= Beginning of Section =
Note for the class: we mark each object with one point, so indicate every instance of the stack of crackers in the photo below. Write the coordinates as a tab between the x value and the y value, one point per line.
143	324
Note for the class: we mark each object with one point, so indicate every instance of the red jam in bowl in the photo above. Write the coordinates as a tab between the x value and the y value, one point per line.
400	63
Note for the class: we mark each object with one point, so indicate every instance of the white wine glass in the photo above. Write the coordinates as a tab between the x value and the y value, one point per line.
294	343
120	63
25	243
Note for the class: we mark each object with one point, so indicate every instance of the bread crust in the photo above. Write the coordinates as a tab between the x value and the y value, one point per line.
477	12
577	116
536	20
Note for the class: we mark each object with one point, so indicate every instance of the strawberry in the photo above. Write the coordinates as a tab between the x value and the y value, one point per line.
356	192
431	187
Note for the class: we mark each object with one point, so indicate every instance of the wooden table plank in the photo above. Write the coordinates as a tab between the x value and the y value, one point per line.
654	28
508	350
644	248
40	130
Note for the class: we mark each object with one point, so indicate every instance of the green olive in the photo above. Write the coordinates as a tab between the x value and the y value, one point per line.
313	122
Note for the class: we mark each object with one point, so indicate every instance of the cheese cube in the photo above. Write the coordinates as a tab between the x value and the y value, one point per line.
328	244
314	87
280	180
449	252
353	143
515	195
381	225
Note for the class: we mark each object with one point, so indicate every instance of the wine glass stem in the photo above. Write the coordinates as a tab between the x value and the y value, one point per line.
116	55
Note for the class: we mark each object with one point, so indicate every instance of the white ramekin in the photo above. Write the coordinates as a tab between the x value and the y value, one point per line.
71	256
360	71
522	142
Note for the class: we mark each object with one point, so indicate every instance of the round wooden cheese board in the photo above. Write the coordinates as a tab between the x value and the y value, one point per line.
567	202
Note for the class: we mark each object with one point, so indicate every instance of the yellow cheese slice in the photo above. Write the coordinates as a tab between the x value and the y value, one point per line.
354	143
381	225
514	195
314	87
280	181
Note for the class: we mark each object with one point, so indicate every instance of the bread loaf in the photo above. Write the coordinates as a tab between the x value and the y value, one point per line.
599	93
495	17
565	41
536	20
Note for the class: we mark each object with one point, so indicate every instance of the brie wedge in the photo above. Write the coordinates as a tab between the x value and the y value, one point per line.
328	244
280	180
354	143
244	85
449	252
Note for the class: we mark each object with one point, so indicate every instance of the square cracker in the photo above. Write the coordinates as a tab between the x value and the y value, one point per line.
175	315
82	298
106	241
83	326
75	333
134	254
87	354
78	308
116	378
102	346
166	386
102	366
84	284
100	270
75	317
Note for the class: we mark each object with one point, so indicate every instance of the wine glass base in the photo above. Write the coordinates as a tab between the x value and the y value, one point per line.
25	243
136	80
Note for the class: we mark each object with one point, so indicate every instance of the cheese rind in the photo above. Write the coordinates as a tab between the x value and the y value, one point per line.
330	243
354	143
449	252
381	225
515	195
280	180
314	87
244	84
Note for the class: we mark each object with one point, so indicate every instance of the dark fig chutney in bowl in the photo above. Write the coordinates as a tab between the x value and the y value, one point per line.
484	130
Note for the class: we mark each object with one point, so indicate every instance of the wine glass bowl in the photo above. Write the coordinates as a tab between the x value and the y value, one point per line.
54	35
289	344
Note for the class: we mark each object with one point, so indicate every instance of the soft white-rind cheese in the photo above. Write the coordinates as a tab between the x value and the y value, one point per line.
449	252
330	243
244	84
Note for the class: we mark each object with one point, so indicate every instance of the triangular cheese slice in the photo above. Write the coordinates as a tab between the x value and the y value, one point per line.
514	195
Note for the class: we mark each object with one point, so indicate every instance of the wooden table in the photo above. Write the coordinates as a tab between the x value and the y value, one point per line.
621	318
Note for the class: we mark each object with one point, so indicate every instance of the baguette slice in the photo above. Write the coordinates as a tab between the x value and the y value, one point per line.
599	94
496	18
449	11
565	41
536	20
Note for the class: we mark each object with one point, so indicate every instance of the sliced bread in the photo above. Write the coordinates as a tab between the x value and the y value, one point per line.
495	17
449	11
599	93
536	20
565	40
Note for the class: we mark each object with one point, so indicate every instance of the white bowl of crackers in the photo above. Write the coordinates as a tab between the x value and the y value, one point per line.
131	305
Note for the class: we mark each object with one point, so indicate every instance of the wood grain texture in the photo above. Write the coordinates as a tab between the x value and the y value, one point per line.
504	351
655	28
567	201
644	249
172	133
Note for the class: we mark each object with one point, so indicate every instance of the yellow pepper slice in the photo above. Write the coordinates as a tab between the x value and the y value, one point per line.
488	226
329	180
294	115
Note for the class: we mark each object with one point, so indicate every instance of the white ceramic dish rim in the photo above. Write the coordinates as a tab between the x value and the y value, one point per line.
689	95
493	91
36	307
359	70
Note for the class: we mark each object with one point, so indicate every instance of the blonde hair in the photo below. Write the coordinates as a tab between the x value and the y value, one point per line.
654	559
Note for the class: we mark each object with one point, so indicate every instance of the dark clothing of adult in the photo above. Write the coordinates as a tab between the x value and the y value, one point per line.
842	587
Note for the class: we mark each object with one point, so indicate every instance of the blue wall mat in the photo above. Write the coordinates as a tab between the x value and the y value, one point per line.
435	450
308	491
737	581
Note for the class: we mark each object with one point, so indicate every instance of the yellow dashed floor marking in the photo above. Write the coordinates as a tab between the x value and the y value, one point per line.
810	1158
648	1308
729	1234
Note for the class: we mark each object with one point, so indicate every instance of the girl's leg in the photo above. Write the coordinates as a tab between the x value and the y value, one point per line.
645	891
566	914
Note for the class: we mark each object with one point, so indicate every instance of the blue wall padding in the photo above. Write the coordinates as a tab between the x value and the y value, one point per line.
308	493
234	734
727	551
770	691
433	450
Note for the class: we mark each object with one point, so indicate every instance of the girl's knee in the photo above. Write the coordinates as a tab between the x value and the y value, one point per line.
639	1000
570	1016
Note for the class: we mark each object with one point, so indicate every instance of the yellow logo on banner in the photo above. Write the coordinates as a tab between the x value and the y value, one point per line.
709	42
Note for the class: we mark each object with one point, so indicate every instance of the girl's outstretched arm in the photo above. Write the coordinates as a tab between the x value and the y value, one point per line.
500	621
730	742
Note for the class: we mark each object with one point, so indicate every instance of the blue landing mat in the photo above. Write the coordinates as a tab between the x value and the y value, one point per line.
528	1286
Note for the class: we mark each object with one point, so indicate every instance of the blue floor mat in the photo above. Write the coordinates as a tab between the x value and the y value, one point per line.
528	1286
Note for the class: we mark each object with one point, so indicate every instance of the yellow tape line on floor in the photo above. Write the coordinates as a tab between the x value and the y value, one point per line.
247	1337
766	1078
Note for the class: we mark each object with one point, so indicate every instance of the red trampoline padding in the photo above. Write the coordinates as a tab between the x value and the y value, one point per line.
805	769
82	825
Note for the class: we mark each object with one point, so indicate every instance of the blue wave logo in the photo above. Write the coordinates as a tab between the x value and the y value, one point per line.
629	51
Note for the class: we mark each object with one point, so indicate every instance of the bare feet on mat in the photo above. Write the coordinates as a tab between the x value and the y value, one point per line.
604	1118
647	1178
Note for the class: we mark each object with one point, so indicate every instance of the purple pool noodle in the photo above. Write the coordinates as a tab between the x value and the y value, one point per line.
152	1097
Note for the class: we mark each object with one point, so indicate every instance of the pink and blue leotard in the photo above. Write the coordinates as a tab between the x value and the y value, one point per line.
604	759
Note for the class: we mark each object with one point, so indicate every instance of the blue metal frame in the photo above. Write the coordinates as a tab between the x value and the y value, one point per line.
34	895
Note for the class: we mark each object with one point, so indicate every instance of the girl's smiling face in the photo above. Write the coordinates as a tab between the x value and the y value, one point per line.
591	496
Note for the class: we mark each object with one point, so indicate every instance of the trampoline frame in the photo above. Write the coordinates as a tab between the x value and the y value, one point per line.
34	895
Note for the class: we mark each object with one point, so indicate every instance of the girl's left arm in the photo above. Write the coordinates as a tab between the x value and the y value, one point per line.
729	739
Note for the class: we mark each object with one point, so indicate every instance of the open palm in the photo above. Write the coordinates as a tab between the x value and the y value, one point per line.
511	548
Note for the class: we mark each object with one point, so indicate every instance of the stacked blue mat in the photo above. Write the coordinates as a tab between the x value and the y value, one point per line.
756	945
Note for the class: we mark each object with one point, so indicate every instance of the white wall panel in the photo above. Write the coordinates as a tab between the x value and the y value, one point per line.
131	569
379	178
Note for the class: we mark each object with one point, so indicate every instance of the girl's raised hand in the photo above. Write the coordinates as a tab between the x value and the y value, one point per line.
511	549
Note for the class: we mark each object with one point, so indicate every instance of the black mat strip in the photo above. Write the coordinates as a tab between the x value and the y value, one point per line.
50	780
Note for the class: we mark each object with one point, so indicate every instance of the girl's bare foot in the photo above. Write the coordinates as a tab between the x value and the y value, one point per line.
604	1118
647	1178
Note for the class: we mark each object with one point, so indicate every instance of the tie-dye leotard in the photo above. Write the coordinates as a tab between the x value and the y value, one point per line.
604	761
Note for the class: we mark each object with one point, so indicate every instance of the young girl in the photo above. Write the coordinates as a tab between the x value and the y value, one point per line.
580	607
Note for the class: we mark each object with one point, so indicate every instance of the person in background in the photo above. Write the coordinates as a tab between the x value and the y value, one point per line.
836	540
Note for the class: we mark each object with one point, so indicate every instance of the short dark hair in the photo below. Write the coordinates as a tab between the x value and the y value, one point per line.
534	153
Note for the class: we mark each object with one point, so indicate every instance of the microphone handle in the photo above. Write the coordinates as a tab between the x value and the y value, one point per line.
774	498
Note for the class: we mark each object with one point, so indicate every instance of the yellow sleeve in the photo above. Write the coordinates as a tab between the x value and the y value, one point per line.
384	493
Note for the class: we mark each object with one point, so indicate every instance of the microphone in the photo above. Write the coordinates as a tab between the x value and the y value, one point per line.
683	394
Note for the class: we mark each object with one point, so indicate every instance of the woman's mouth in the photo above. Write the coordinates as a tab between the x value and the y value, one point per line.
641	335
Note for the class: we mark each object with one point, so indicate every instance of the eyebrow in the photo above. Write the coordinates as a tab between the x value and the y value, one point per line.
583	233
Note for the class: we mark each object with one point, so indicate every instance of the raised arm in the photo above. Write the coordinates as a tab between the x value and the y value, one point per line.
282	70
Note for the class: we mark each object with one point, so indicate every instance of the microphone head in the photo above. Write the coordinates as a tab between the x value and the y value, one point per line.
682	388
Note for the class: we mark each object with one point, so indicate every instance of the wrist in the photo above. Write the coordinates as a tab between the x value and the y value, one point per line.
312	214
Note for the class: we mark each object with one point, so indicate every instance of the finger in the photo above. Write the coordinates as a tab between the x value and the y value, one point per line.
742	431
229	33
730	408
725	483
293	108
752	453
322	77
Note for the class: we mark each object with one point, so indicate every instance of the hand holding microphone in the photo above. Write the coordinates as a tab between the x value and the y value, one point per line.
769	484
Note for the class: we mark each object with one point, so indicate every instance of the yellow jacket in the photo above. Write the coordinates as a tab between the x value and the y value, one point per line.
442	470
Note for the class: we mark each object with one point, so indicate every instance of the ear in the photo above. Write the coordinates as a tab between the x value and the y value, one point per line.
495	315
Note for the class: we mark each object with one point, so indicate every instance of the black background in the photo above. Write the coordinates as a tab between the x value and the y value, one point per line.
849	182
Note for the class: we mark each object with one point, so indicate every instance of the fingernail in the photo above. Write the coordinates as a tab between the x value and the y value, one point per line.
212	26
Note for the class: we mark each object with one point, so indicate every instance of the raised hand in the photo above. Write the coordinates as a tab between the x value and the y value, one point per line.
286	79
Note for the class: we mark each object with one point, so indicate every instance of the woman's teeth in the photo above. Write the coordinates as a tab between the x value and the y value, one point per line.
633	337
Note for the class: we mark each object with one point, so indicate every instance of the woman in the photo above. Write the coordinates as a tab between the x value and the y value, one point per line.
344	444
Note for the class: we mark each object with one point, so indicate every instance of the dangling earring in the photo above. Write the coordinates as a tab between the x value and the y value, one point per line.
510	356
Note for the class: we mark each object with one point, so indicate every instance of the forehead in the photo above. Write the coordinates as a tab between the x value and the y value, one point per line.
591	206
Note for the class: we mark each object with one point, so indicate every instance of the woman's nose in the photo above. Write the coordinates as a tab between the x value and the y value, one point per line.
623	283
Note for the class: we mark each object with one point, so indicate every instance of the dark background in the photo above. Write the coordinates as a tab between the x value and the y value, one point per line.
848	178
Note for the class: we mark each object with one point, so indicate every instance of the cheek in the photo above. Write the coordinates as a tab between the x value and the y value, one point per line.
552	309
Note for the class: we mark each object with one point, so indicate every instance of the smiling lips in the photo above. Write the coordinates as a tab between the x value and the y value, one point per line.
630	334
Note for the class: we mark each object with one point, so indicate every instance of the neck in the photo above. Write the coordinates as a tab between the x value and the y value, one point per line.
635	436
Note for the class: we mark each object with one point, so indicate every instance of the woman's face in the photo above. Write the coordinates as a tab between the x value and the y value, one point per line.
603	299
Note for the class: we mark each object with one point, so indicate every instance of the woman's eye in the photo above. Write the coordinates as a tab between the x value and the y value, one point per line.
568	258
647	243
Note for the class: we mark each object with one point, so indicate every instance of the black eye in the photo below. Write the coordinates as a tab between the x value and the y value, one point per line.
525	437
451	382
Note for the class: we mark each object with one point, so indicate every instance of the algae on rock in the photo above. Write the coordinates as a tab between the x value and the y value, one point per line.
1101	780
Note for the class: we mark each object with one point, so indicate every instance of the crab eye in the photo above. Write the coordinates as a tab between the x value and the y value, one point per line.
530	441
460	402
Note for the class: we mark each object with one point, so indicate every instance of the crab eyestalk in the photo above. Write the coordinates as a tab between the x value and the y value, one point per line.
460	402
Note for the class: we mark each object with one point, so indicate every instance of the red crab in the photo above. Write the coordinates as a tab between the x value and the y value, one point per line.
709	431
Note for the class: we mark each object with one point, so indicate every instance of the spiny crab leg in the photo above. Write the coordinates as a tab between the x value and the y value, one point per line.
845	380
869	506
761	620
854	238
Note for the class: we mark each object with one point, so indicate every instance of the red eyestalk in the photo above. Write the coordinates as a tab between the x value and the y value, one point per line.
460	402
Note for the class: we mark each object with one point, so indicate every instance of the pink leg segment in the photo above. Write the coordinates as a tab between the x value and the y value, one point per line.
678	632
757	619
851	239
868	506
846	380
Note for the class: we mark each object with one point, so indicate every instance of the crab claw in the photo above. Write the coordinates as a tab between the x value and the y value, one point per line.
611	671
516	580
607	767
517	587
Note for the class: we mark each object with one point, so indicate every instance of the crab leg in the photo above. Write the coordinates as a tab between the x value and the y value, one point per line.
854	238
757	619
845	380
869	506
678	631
= End of Section =
> **How to complete this task**
Transcribe word for word the lines from the one holding "the crab leg" to the last line of the listing above, inclusive.

> **Final answer**
Note for the class: we mark each object with one point, so indicate every instance of the crab leg in the photo above. Write the coordinates as a tab between the x value and the y value, one point per line.
854	238
757	619
845	380
869	506
678	631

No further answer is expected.